> Source data
+++

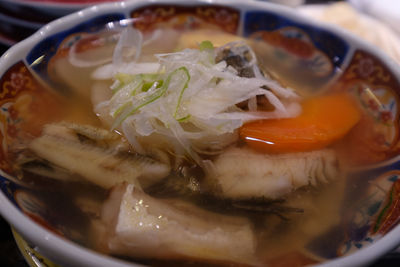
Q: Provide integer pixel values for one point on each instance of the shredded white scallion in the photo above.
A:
(187, 96)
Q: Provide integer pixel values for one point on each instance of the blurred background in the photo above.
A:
(376, 21)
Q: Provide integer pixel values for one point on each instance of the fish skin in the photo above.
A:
(93, 155)
(140, 225)
(243, 173)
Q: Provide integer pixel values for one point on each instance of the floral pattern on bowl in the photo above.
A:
(24, 101)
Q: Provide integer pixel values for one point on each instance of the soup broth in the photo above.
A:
(286, 222)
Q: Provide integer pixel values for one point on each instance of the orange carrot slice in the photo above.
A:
(324, 119)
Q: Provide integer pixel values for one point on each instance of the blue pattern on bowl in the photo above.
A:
(329, 43)
(40, 55)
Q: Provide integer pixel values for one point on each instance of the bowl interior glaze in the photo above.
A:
(315, 57)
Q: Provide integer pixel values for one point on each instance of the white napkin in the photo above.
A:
(387, 11)
(369, 28)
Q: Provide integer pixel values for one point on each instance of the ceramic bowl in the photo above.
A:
(323, 56)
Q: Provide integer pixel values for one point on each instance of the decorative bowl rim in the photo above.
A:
(71, 254)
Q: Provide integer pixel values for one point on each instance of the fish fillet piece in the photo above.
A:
(244, 173)
(139, 225)
(93, 154)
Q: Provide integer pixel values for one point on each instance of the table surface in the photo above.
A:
(11, 256)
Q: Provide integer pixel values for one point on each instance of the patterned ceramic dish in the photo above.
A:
(328, 57)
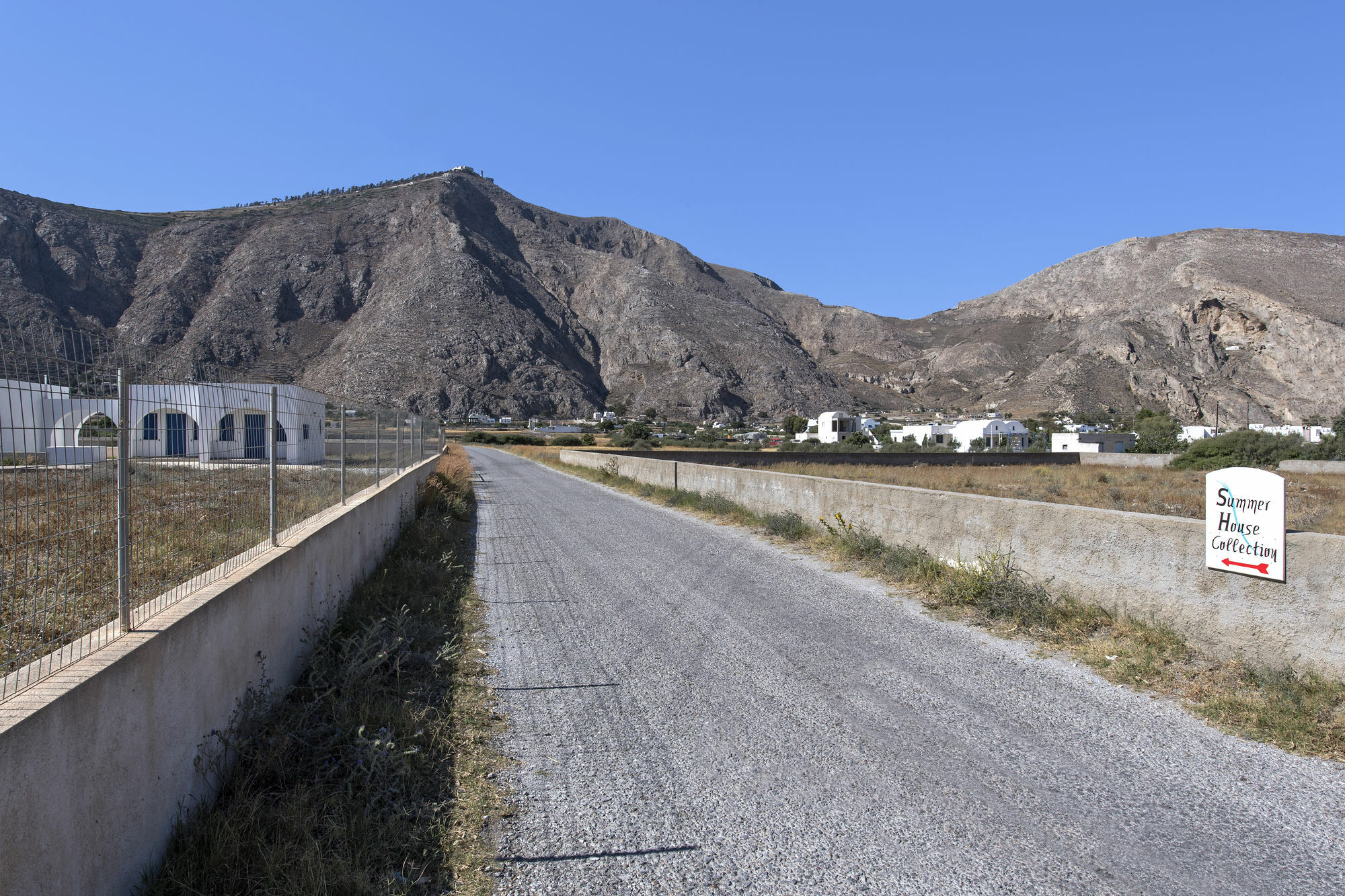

+++

> Assignment
An exact copy of the records above is needed, with the pictures removed.

> Response box
Q: Provide integer pixel values for one point on each instance of the shredded white scallion in the photo above.
A:
(187, 96)
Q: Provide integer pixel values for one point on each instance of the blurred background in the photo above.
A:
(376, 21)
Q: Provide integer pixel values for one point on each instance of the fish skin in the photo above.
A:
(93, 155)
(140, 225)
(243, 173)
Q: Provide integer pixel values for one point on each instance of the floral pattern on bowl in the photo above.
A:
(24, 101)
Q: Provide integer pixel values for one point on each instance of the soup broth in the photo above.
A:
(286, 222)
Q: Provide integer pixel values for one point on each instance of the orange carrot slice in the photo above.
A:
(324, 119)
Q: Provide integer pixel values for one point on each instance of the blue pattern on bowl in the photo above.
A:
(329, 43)
(40, 55)
Q: Provide integer pixel values for one point on each instance of the bowl interior glaze in the photo above.
A:
(315, 57)
Q: Provide integer pixel values for one point on each instance of the white napkin in the photo above.
A:
(387, 11)
(369, 28)
Q: Provide integer pixel values for one point on each instance of the ceramic bowl in the photo above.
A:
(323, 56)
Q: Provide integer pixel values for one point on each instance of the decorative bowl rim in the photo above.
A:
(71, 254)
Q: Provide integer pixel values for one point on each instance of the fish fillet piece in the photo above.
A:
(244, 173)
(139, 225)
(93, 154)
Q: Provide integer pixel values for one point on each instance of the table surface in the photo above.
A:
(11, 256)
Q: Provide integer pixel values for one point on each instance of the patterned ceramic dish in the photo above.
A:
(328, 57)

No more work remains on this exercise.